-- Start Given entries --

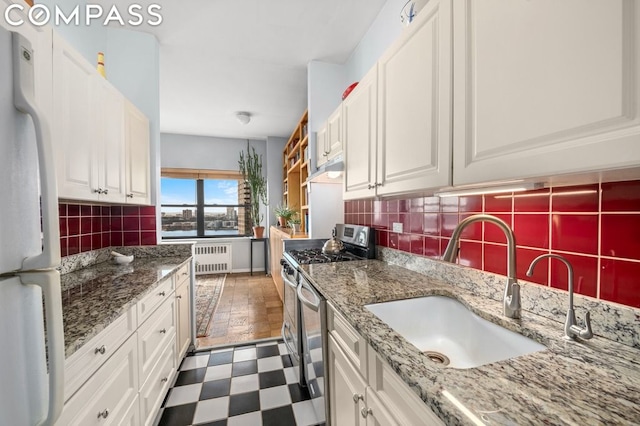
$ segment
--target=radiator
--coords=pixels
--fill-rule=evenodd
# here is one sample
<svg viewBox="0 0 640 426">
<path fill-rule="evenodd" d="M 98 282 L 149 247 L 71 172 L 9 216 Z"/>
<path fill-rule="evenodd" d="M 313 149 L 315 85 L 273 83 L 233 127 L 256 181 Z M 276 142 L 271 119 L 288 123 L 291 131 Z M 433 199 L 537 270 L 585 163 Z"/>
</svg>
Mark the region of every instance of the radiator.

-- End Given entries --
-- Start Given entries --

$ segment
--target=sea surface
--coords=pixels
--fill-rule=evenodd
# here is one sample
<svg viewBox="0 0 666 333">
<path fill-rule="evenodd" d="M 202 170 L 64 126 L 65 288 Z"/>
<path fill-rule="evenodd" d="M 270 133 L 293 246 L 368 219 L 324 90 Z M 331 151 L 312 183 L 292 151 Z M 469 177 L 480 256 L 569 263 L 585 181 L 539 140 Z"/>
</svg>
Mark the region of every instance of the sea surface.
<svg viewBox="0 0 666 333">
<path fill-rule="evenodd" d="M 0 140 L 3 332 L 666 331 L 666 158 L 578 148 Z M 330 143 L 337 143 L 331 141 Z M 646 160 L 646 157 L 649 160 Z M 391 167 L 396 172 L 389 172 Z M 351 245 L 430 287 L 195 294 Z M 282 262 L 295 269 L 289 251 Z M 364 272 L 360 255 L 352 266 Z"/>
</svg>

-- End Given entries --

Given request - Tally the lines in the entries above that contain the string "instance", and reply with the number alone.

Output of the exercise - 2